REQUIREMENT A ▸
According to the book review, how many capital ships did storms and accidents cost the fleet?
REQUIREMENT B ▸
Return, word for word, the stretch of the book review that begins at the words "An attack planned" and stops after the words "to avoid responsibility.".

TEXT UNDER STUDY ▸
------------------------

In late September, after three months at sea, some elements of the dispersed fleet reached Nova Scotia, but nine of the ten ships-of-the-line were still absent and thousands of soldiers and sailors were dead or dying from causes that appear to have included scurvy, typhus, and typhoid. The dismal state of his expedition may have been too much for d'Enville, who had suffered several seizures over the previous six months, and he died from a stroke just days after making harbor at Chibouctou (Halifax, Nova Scotia). Ironically, within hours most of the missing vessels sailed into the bay. Adding to the confusion, a week later the new commander resigned his post and apparently attempted suicide when senior officers refused his advice to return to France (after a long discussion of the evidence Pritchard unhelpfully declares the reader must decide what happened [p. 143]).
An attack planned on Annapolis Royal (Nova Scotia) was broken up by yet another gale. Then, with senior officers convinced that further offensive action was impossible, the fleet, once again scattered to the winds, limped back to France having spent just three weeks in Canada. Besides the thousands of men who died of disease, storms and accidents caused the loss of three capital ships. Worse still, perhaps one-third to one-half of the Micmac Indians of Nova Scotia perished from diseases brought by the French. Nothing was learned from the disaster, since official inquiries under Maurepas predictably found no fault with the planning or execution of the expedition. Pritchard hints that officials may have destroyed documents to cover up the dimensions of the catastrophe and to avoid responsibility.
Pritchard argues that "nature, in its climactic and pathogenic guises, destroyed the French expeditionary force," but that "human weakness, personal ambition, and personal competence" were also contributing factors to the debacle (p. 12). Unfortunately, the author does not sort out whether greater competence and determination might have overcome the misfortunes of nature. As promised in the introduction, there is no attempt to create a systematic explanatory framework, and so the key thesis paragraph ends with the conclusion that "forces remained over which men continued to exercise little or no control" (p. 12). We are briefly told, however, of an expedition of 1745 that appears remarkably similar in outcome to the d'Enville expedition the following year; where such a pattern exists, perhaps more systematic attention to larger, structural causes and factors might have been in order.
Anatomy of a Naval Disaster is a thoroughly researched and amply documented study, with twenty-three tables of information, six maps and charts, an appendix, extensive bibliography, and over a dozen engravings and photographs. The book will be of interest primarily to specialists in eighteenth-century French naval and colonial affairs, and secondarily to scholars of royal administration and court politics. As Pritchard intended, his account does indeed reveal much about "the ambitions and frailty of men, the arbitrariness of success, and the limits of power in the eighteenth century" (p. 12).

------------------------

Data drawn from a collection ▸
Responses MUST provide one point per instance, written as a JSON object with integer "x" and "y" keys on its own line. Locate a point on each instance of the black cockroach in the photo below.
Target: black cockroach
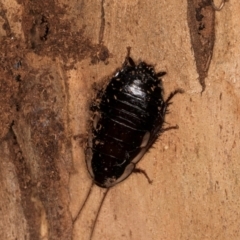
{"x": 128, "y": 117}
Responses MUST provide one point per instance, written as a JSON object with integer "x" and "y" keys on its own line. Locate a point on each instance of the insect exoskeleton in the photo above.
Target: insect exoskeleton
{"x": 126, "y": 122}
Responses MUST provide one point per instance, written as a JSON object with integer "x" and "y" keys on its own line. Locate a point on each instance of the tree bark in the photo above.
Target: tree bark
{"x": 52, "y": 53}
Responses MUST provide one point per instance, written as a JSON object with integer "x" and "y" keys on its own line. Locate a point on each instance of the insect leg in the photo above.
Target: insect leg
{"x": 172, "y": 94}
{"x": 138, "y": 170}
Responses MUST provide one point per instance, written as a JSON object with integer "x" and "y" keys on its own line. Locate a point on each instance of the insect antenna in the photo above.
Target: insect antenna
{"x": 84, "y": 203}
{"x": 98, "y": 212}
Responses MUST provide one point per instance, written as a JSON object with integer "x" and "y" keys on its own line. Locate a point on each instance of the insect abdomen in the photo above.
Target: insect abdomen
{"x": 129, "y": 108}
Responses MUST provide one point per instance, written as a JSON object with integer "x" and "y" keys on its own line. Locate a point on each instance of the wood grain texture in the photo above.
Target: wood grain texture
{"x": 66, "y": 47}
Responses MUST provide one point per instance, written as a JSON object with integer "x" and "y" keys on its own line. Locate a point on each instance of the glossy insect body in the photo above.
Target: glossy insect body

------------------------

RESPONSE A ▸
Three

RESPONSE B ▸
An attack planned on Annapolis Royal (Nova Scotia) was broken up by yet another gale. Then, with senior officers convinced that further offensive action was impossible, the fleet, once again scattered to the winds, limped back to France having spent just three weeks in Canada. Besides the thousands of men who died of disease, storms and accidents caused the loss of three capital ships. Worse still, perhaps one-third to one-half of the Micmac Indians of Nova Scotia perished from diseases brought by the French. Nothing was learned from the disaster, since official inquiries under Maurepas predictably found no fault with the planning or execution of the expedition. Pritchard hints that officials may have destroyed documents to cover up the dimensions of the catastrophe and to avoid responsibility.